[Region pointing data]
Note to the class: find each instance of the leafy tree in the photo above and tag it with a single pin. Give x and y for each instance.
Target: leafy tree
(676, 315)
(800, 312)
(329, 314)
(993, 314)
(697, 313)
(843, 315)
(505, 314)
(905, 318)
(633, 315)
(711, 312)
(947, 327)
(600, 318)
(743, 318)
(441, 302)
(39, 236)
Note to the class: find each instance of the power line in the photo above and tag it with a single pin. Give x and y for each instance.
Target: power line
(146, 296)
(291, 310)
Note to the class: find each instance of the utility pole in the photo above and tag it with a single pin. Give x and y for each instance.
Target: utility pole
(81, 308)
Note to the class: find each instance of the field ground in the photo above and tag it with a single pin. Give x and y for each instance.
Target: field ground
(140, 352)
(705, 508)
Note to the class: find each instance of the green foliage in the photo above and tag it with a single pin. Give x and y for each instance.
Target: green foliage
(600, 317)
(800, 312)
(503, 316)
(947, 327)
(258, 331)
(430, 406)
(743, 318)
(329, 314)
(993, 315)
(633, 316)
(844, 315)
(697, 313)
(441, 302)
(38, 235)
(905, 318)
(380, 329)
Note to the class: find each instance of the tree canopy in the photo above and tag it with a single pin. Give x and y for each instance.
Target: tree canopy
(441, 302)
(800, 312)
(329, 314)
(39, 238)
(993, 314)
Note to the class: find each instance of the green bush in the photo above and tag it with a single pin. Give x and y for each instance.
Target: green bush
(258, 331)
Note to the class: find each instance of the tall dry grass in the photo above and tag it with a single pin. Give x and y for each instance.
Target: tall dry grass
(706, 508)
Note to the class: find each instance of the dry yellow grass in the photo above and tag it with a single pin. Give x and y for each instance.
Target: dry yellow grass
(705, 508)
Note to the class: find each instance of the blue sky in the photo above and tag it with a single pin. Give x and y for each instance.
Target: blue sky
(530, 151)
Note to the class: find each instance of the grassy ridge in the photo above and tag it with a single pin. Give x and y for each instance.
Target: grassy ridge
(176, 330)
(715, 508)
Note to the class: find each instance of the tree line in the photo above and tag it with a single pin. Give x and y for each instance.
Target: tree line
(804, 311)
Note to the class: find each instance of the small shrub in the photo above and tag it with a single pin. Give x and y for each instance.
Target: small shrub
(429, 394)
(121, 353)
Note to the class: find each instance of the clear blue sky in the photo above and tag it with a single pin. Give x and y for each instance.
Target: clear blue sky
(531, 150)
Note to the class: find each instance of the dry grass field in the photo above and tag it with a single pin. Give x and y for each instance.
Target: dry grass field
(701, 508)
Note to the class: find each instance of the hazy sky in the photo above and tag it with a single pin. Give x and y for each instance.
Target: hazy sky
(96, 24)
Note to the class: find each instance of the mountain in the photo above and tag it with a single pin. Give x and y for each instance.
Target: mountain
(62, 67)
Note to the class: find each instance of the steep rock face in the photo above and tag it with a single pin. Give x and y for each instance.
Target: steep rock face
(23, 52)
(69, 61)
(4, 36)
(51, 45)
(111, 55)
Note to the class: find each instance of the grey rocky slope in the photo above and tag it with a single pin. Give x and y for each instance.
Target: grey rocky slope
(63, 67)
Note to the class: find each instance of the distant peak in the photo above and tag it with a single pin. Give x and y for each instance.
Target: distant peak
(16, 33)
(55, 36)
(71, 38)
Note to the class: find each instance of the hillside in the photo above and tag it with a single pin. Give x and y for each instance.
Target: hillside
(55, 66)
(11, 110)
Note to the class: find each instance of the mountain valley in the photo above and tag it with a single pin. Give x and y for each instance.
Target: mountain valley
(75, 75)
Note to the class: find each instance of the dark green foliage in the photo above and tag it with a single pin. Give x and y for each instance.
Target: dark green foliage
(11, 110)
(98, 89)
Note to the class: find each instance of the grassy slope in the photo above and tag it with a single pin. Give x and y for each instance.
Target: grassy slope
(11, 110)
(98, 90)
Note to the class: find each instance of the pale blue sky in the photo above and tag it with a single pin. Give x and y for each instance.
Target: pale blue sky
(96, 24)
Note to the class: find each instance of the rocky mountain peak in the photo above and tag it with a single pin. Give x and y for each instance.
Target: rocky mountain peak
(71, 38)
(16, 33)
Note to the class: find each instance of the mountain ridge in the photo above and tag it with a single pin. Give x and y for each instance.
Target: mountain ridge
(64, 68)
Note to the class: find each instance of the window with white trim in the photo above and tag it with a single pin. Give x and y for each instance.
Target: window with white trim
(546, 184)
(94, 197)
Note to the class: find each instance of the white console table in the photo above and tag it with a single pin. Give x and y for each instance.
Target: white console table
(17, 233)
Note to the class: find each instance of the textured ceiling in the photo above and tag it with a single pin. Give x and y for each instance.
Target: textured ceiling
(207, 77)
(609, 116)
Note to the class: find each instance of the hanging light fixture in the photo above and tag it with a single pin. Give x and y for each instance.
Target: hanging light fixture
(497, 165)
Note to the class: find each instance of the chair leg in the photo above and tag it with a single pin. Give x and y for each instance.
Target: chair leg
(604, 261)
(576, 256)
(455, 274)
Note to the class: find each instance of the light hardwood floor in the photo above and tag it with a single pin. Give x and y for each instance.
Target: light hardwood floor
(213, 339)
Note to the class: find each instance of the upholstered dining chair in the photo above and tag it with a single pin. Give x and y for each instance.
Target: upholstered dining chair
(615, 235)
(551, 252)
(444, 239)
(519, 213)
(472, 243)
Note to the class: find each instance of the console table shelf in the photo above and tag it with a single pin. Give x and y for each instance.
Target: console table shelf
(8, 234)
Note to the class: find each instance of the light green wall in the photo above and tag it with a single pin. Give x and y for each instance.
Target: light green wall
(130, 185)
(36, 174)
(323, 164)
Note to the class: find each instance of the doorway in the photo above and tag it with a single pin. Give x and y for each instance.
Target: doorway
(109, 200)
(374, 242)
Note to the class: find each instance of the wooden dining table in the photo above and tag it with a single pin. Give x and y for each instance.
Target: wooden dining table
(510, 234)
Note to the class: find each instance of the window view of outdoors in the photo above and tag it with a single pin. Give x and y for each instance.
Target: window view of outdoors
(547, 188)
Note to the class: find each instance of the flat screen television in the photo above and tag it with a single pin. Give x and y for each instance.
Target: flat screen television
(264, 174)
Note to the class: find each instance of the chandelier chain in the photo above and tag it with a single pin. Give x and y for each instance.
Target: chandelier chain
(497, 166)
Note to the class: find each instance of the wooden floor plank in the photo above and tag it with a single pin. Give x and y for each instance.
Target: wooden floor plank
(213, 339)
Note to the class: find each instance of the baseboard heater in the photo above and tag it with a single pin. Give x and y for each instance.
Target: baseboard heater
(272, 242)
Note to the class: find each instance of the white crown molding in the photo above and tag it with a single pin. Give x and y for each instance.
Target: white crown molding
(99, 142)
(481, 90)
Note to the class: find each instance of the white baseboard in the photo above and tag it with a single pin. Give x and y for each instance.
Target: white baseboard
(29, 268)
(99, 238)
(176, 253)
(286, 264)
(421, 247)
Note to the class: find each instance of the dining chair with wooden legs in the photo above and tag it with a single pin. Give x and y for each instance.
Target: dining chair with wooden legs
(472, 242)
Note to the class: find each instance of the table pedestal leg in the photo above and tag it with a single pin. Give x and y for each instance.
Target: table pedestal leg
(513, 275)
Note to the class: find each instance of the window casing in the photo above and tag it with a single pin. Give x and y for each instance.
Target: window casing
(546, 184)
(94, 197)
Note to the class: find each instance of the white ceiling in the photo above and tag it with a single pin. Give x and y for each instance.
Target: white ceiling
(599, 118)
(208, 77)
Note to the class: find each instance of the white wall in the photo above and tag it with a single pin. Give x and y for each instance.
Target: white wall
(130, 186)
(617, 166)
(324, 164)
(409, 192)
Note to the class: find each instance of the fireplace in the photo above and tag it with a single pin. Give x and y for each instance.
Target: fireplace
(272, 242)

* **Task item**
Every record above has to appear again, word for word.

* **Answer space**
Note to the class: find each instance of the leafy tree in the photo above and tag it with a single pin. Give x and y for each instance.
Target: leafy tree
(676, 315)
(800, 312)
(329, 314)
(993, 314)
(697, 313)
(843, 315)
(505, 314)
(905, 318)
(633, 315)
(711, 312)
(947, 327)
(600, 318)
(743, 318)
(441, 302)
(39, 236)
Note to the class: find each instance of the power line in the photo above and tag it with a single pin. Give x and y for each instance.
Target: power line
(146, 296)
(291, 310)
Note to the class: find each instance of the utility pole in the photo above and tag it with a single pin. Give x and y for each instance.
Target: utility pole
(81, 308)
Note to the class: find each instance of the field ground in the photo above and tag it with a single pin. Give x and y for each instance.
Target: field ground
(140, 352)
(705, 508)
Note to the class: find each instance of the green foliage in the photo above and tag it with a single pin. Give x and y for each instance.
Target: green foliage
(600, 317)
(800, 312)
(503, 316)
(947, 327)
(258, 331)
(430, 406)
(743, 318)
(329, 314)
(993, 315)
(633, 316)
(844, 315)
(697, 313)
(441, 302)
(38, 235)
(905, 318)
(380, 329)
Note to the class: find each instance of the tree canopy in the photo above and tag it with a single pin. Give x and y for each instance.
Target: tree canopy
(441, 302)
(800, 312)
(329, 314)
(39, 238)
(993, 314)
Note to the class: find each instance of the green bush in the photo above and tag it with a single pin. Give x and y for each instance.
Target: green bush
(258, 331)
Note to the class: find each instance of the tall dry grass in the photo above and tag it with a single pin. Give x and y for each instance.
Target: tall dry grass
(706, 508)
Note to the class: find each instance of the dry yellow grass in the photo above and tag it with a single pin. Give x and y for each instance.
Target: dry yellow grass
(705, 508)
Note to the class: find each instance of the blue sky in the photo above and tag it with a single pin. Give x and y for each instance.
Target: blue sky
(530, 151)
Note to the class: find each instance of the grassy ridge in the photo above and tag it with a single pin. Give x and y for each instance.
Target: grassy ridge
(176, 330)
(715, 508)
Note to the class: find each instance of the tree line in the photo above and tag it with a single pin. Give x and y for each instance.
Target: tree line
(804, 311)
Note to the class: find each instance of the small shrub in the photo above and tag it with a single pin. Give x and y for each instance.
Target: small shrub
(429, 394)
(121, 353)
Note to the class: find each instance of the clear blue sky in the photo above and tag it with a single pin. Give x and y for each instance.
Target: clear blue sky
(531, 150)
Note to the class: find each instance of the dry grass field in the photo above and tag it with a single pin. Give x and y for each instance.
Target: dry grass field
(701, 508)
Note to the class: find each instance of the hazy sky in the photo above and tag it with a single pin. Give x and y for each instance.
Target: hazy sky
(96, 24)
Note to the class: find each instance of the mountain in the photo above and tag it with a single pin. Give x and y for each instance.
Target: mountain
(62, 67)
Note to the class: find each instance of the steep rock face in the photo above and tag it with a single pin. Give x and y for each instance.
Target: steep rock face
(23, 52)
(69, 61)
(4, 36)
(51, 45)
(111, 55)
Note to the class: find each instance of the grey rocky slope in the photo above and tag it with a single pin. Give x and y for each instance.
Target: grey rocky slope
(63, 67)
Note to the class: find each instance of the distant peak in the photo above and tag it with a single pin. Give x and y for each instance.
Target: distant peak
(16, 33)
(55, 36)
(71, 38)
Note to the class: find each instance of the hillside in the photo above and tag it with a single pin. Give x and y for each instance.
Target: hillside
(55, 66)
(11, 110)
Note to the class: find each instance of the mountain valley in the photo above and tag it with a single pin. Give x and y for each instance.
Target: mountain valley
(75, 75)
Note to the class: find each instance of the dark green foliage in the photo above and tag it with a single pin. Give x and y for each instance.
Target: dark green foliage
(11, 110)
(98, 89)
Note to the class: find each instance of the grassy slope in the photo above and tag it with a single pin. Give x and y for each instance.
Target: grassy slope
(11, 110)
(98, 90)
Note to the class: find each instance of the pale blue sky in the photo above and tag it with a single pin. Give x and y for each instance.
Target: pale blue sky
(96, 24)
Note to the class: find each instance of the rocky mountain peak in the photo above and tag it with a single pin. Give x and y for each instance.
Target: rocky mountain peak
(71, 38)
(16, 33)
Note to the class: find each instance of the mountain ridge in the photo above and tag it with a single pin. Give x and y for each instance.
Target: mountain ridge
(64, 68)
Note to the class: find each instance of the window with white trim in the photo above and tag it with a single pin. Give x and y for each instance.
Target: window with white trim
(546, 184)
(94, 197)
Note to the class: find each instance of the white console table in the photo above and tag it with a single pin. Give x and y for each instance.
Target: white console table
(17, 233)
Note to the class: find each instance of the textured ceiling in the photo above and tag it with a single pin. Give x and y for each instance.
Target: textured ceiling
(207, 77)
(609, 116)
Note to the class: find each instance of the hanging light fixture in the photo above and tag it with a single pin. Give x and y for each instance.
Target: hanging light fixture
(497, 165)
Note to the class: find each instance of the chair leg in the photo above and tag it with a single pin. Give x and y for each instance.
Target: chair leg
(604, 261)
(576, 256)
(455, 274)
Note to the class: find each instance of the light hardwood floor in the photo above and tag it with a single pin. Give x and y for each instance.
Target: light hardwood floor
(213, 339)
Note to the class: find each instance of the upholstered dining chair in the photo above and tag it with a single pin. Give x and y for each instance.
Target: upholstered dining chair
(615, 235)
(551, 252)
(444, 239)
(519, 213)
(472, 243)
Note to the class: find each instance of the console table shelf in the photo above and tag it with a single pin. Give x and y for each instance.
Target: console table shelf
(8, 234)
Note to the class: find each instance of the light green wall in the photo above and tag it with a single pin. Give x and y for each instance.
Target: light green wall
(130, 185)
(36, 174)
(323, 164)
Note to the class: find each instance of the doorway in the photo above and tag it with a single pin. Give x and y for each instance.
Target: doorway
(109, 200)
(374, 242)
Note to the class: find each instance of the wooden dining table in the photo above and tag it with a single pin. Give x and y for each instance.
Target: wooden dining table
(510, 234)
Note to the class: find each instance of the window view of outdoors in the photo above and tag it with a single pin. Give x and y for each instance.
Target: window view of outdoors
(547, 188)
Note to the class: find each instance of the flat screen television in the photo above and tag it with a single pin. Give x and y for each instance.
Target: flat screen television
(264, 174)
Note to the class: find each instance of the chandelier chain in the photo above and tag it with a single pin. Give x and y for each instance.
Target: chandelier chain
(497, 166)
Note to the class: find each instance of the wooden floor plank in the photo above and tag it with a single pin. Give x and y for each instance.
Target: wooden floor plank
(213, 339)
Note to the class: find each instance of the baseboard heater in the photo above and tag it with a single pin. Give x and y for each instance.
Target: baseboard heater
(272, 242)
Note to the class: find each instance of the white crown molding in the photo above and tag it with a single pin. Give x and y for each instance.
Target: white crown molding
(99, 142)
(481, 90)
Note to the class: find each instance of the white baseboard in the photo above and tag it with a single pin. Give x and y for each instance.
Target: white baseboard
(29, 268)
(99, 238)
(176, 253)
(286, 264)
(421, 247)
Note to the class: find each instance of the dining chair with wooden legs in the photo above and tag it with a single pin. Give x and y for each instance.
Target: dining chair with wooden legs
(472, 242)
Note to the class: find each instance of the table pedestal leg in the photo above and tag it with a single pin. Give x and y for each instance.
Target: table pedestal leg
(513, 275)
Note to the class: find each instance of the window casing in the photo above and tag it with a single pin. Give x and y for each instance.
Target: window casing
(546, 184)
(94, 197)
Note to the class: find each instance of the white ceiling in the photo above and tag it with a single pin. Give x and y for each instance.
Target: white ceiling
(599, 118)
(208, 77)
Note to the class: find each instance of the white wall in the photo above and tag it with a single pin. Give x and y for each instance.
Target: white wall
(130, 186)
(617, 166)
(324, 164)
(409, 192)
Note to the class: find each instance of the fireplace in the photo above and tag it with a single pin. Give x and y for each instance.
Target: fireplace
(272, 242)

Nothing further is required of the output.